* **Aangeleverd fragment**
Mooi, zou je zeggen, probleem opgelost. Maar tijdens onderzoek bij Bredendoord bleek met de eerste kast niets mis te zijn. “Toen gingen bij ons wat alarmbellen rinkelen en wat bleek? In de installatie op de bouwplaats was een lekstroom die door de type A-kast niet was gedetecteerd. Gelukkig zonder ernstige gevolgen, maar die hadden er wel kunnen zijn.”
Sindsdien heeft Bredenoord een beleidsdocument opgesteld waarin gebruikers wordt gevraagd wat ze precies gaan doen met hun installatie. Ook wijst Bredenoord op de mogelijke risico’s bij onjuist gebruik. “Zolang er geen duidelijke wet- en regelgeving is kunnen klanten voor het gemak besluiten om een installatie met een type A-kast te huren, omdat ze hebben gehoord dat die minder storingsgevoelig is. Maar de realiteit is dus anders: een type A heeft een blinde vlek voor DC-lekstromen die door een type B wel worden opgemerkt.”

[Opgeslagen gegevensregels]
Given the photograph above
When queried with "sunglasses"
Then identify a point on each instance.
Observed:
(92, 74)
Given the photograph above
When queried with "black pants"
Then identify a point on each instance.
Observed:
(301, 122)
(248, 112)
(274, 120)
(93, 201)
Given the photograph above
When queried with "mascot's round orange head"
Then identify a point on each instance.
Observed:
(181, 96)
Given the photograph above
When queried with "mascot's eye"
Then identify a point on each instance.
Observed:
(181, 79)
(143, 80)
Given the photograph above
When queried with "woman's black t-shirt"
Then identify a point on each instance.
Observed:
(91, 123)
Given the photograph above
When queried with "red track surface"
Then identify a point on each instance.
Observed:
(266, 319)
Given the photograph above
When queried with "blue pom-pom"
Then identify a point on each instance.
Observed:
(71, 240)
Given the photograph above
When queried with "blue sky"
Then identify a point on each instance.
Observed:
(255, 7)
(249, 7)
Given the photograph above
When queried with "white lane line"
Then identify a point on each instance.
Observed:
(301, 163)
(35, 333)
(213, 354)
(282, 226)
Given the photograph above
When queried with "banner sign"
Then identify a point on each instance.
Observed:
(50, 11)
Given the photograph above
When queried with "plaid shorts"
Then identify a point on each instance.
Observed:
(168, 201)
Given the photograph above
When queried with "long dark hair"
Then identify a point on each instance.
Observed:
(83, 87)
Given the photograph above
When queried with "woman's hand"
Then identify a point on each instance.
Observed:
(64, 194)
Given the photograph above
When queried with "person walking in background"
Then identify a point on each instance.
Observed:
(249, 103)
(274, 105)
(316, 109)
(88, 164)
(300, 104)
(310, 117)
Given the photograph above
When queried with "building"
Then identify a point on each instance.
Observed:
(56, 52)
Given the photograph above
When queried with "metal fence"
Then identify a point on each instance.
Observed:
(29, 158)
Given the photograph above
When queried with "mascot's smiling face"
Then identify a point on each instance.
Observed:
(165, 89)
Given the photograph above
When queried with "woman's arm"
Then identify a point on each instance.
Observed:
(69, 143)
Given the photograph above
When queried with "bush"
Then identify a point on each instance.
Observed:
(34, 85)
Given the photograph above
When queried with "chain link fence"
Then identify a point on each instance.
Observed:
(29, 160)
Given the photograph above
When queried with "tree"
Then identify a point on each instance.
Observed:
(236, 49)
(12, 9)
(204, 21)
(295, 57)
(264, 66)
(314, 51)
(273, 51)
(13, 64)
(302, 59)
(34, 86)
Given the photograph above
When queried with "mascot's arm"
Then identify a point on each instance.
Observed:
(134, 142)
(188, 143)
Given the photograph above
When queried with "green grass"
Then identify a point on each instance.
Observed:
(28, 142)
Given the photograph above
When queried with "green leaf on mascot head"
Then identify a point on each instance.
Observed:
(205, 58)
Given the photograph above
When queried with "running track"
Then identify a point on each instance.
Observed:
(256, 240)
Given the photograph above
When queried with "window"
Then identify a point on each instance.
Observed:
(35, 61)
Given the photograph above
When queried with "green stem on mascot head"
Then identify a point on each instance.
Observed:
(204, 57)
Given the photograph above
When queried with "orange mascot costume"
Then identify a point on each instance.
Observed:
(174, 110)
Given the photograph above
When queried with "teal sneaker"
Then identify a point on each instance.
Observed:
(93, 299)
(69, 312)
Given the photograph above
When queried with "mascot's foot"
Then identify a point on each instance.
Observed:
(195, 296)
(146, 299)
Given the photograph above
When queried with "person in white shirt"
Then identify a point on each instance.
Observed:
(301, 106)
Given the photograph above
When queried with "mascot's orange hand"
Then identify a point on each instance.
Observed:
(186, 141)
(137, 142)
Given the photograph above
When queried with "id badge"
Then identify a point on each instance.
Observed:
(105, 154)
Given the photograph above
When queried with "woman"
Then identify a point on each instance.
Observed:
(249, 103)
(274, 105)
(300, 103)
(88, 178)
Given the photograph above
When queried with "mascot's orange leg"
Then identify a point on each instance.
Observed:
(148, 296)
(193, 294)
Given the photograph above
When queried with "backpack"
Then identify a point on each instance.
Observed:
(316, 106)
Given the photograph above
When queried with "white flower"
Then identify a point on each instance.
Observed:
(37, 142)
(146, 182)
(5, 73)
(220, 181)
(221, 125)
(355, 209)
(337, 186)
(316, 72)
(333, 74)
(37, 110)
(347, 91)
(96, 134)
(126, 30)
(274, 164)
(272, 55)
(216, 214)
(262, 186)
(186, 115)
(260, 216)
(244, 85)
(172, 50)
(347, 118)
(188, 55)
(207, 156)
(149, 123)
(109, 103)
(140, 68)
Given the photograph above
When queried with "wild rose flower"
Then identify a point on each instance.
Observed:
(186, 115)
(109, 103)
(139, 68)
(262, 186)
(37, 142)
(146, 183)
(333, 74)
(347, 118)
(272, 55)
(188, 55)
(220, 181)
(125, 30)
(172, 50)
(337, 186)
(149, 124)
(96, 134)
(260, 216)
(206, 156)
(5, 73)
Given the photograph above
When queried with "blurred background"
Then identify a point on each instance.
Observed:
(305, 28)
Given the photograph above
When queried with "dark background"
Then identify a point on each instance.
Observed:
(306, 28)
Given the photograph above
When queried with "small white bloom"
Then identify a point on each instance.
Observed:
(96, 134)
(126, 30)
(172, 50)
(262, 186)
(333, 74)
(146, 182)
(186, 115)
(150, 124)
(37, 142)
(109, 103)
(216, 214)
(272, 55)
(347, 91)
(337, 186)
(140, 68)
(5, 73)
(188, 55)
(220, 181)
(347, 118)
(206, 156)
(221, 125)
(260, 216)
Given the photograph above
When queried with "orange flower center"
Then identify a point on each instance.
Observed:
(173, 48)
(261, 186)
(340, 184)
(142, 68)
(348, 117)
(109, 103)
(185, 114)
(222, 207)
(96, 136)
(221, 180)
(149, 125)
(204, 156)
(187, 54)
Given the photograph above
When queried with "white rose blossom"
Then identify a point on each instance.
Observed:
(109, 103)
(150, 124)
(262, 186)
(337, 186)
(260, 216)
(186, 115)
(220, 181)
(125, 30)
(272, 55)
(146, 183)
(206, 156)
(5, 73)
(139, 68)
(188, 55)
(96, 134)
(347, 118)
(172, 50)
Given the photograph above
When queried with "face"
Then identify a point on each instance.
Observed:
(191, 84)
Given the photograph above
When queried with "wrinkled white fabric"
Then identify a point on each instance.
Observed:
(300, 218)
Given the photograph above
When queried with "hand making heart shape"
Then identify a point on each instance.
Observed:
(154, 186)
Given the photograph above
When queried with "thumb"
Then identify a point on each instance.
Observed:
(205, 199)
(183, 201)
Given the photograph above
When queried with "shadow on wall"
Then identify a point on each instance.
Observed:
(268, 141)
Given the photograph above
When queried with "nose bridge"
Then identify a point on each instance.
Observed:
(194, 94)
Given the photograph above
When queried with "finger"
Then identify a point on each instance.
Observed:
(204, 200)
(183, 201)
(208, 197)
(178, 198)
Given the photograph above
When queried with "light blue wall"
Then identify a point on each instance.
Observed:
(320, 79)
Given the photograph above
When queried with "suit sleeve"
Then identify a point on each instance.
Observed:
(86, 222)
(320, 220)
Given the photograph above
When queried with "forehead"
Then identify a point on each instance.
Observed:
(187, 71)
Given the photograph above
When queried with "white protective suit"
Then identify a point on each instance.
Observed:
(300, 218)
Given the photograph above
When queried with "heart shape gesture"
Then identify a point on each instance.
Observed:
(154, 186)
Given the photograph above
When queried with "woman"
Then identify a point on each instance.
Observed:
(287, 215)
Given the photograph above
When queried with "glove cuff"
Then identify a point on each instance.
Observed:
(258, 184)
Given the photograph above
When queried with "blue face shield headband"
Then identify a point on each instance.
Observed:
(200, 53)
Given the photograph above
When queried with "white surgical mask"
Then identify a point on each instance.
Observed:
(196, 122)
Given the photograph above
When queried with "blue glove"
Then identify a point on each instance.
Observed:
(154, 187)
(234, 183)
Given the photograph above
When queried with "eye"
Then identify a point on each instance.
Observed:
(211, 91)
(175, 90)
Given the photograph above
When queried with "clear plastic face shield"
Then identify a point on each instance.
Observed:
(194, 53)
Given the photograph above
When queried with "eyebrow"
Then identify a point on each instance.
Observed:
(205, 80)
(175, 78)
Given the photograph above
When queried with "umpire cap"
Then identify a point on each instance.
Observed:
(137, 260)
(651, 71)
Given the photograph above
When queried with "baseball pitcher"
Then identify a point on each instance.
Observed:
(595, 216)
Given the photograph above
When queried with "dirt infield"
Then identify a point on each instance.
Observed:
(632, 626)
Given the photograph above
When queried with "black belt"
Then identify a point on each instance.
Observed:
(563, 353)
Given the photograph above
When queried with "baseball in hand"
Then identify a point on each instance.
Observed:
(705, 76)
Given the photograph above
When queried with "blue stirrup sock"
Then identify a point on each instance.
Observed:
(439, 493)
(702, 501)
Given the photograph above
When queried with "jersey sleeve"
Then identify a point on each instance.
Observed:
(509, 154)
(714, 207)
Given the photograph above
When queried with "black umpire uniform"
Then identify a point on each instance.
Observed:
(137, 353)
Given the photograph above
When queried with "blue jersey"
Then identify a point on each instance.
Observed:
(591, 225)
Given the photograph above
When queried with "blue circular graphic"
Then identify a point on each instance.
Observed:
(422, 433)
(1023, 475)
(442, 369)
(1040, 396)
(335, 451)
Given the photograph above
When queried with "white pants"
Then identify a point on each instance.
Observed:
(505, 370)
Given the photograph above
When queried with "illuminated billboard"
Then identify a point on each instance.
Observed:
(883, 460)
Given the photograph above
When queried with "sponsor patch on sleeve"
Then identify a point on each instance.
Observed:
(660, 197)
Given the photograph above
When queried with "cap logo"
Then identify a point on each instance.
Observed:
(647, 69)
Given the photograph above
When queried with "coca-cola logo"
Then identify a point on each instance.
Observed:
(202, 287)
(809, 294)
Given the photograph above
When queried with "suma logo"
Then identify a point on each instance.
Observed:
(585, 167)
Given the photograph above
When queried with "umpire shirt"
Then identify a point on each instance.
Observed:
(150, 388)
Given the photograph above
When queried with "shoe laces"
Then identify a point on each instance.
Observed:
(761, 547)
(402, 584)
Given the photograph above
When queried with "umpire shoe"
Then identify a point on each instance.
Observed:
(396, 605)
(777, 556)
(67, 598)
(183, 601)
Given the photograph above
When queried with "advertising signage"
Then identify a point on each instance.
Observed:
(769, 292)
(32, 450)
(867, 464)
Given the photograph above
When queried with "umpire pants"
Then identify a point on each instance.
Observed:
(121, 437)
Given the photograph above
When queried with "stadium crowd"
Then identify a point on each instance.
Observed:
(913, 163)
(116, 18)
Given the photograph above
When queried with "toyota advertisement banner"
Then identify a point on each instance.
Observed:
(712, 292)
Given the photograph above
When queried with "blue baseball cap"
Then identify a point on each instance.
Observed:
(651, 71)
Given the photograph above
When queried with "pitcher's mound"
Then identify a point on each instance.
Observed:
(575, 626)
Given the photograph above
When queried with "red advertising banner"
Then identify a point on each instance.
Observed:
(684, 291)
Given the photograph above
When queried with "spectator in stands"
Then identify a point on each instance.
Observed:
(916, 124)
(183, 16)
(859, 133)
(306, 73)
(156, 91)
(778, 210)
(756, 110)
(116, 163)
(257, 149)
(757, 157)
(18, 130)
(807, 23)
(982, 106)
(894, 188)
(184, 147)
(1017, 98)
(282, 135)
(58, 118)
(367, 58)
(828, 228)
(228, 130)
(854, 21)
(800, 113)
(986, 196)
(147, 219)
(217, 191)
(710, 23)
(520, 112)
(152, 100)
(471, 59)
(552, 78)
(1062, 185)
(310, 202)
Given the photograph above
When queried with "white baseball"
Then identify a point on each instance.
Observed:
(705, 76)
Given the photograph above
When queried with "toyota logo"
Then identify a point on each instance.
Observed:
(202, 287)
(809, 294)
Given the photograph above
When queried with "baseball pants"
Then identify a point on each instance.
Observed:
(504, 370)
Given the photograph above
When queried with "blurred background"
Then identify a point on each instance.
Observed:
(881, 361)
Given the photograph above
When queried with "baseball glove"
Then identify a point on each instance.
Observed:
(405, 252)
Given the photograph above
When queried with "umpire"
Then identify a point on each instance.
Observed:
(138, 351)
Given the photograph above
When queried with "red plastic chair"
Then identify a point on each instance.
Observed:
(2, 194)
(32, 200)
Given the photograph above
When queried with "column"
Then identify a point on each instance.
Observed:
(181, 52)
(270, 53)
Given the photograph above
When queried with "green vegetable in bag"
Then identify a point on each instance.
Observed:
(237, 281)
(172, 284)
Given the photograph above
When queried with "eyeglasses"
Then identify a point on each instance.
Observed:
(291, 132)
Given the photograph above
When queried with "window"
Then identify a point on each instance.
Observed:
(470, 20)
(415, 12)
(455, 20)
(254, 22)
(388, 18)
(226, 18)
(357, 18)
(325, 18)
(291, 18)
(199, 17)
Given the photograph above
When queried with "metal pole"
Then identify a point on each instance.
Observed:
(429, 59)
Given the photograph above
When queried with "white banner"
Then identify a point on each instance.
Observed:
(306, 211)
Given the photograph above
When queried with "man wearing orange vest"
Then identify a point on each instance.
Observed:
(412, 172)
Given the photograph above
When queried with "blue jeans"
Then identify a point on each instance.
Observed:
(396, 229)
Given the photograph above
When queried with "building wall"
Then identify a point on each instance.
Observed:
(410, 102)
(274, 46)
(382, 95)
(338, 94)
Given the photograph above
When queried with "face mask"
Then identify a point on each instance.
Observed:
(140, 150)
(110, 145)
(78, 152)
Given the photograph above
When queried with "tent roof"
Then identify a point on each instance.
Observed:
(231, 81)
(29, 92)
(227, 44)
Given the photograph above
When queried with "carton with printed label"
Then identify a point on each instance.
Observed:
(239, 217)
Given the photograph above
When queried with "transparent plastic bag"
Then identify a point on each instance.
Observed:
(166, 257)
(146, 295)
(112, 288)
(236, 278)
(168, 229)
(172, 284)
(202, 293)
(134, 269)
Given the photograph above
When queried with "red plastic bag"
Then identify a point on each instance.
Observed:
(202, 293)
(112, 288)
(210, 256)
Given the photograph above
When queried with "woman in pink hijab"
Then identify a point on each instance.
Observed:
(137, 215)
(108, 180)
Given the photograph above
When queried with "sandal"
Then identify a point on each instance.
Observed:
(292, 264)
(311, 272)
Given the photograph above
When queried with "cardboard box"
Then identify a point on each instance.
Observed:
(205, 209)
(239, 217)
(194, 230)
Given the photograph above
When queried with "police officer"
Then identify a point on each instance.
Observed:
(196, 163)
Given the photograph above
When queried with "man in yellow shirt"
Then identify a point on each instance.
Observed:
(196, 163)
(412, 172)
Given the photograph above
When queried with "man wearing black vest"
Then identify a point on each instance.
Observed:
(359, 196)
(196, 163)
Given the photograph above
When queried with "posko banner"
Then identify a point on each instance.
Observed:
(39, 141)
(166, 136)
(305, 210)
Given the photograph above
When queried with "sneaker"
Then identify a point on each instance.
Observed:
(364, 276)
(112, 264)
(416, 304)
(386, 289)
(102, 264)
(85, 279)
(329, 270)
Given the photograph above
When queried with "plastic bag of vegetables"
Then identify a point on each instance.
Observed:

* **Werkwijze opdracht**
Herhaal het volledige fragment over de type A-kast en de lekstroom woord voor woord.

* **Uitwerking opgave**
Mooi, zou je zeggen, probleem opgelost. Maar tijdens onderzoek bij Bredendoord bleek met de eerste kast niets mis te zijn. “Toen gingen bij ons wat alarmbellen rinkelen en wat bleek? In de installatie op de bouwplaats was een lekstroom die door de type A-kast niet was gedetecteerd. Gelukkig zonder ernstige gevolgen, maar die hadden er wel kunnen zijn.”
Sindsdien heeft Bredenoord een beleidsdocument opgesteld waarin gebruikers wordt gevraagd wat ze precies gaan doen met hun installatie. Ook wijst Bredenoord op de mogelijke risico’s bij onjuist gebruik. “Zolang er geen duidelijke wet- en regelgeving is kunnen klanten voor het gemak besluiten om een installatie met een type A-kast te huren, omdat ze hebben gehoord dat die minder storingsgevoelig is. Maar de realiteit is dus anders: een type A heeft een blinde vlek voor DC-lekstromen die door een type B wel worden opgemerkt.”